Image object location entries:
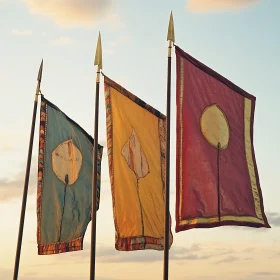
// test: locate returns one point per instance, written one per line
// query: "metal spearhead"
(98, 54)
(170, 34)
(39, 78)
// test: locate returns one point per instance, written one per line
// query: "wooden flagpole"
(170, 38)
(98, 62)
(27, 174)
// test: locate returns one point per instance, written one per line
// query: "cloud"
(7, 148)
(21, 32)
(228, 259)
(62, 41)
(10, 189)
(218, 5)
(72, 13)
(274, 219)
(8, 274)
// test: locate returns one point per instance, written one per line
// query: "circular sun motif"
(214, 126)
(67, 162)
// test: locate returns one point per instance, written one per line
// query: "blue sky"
(238, 39)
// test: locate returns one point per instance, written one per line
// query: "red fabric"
(204, 87)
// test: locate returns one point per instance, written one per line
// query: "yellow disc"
(67, 160)
(214, 126)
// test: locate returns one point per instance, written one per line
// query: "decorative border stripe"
(61, 247)
(249, 157)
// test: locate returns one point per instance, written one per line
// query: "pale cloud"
(7, 149)
(218, 5)
(72, 13)
(21, 32)
(62, 41)
(10, 189)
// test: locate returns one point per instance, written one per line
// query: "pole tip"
(98, 53)
(40, 71)
(170, 34)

— THE EXERCISE —
How many lines in the data contain the string "query"? Reply with the number alone.

— SOLUTION —
10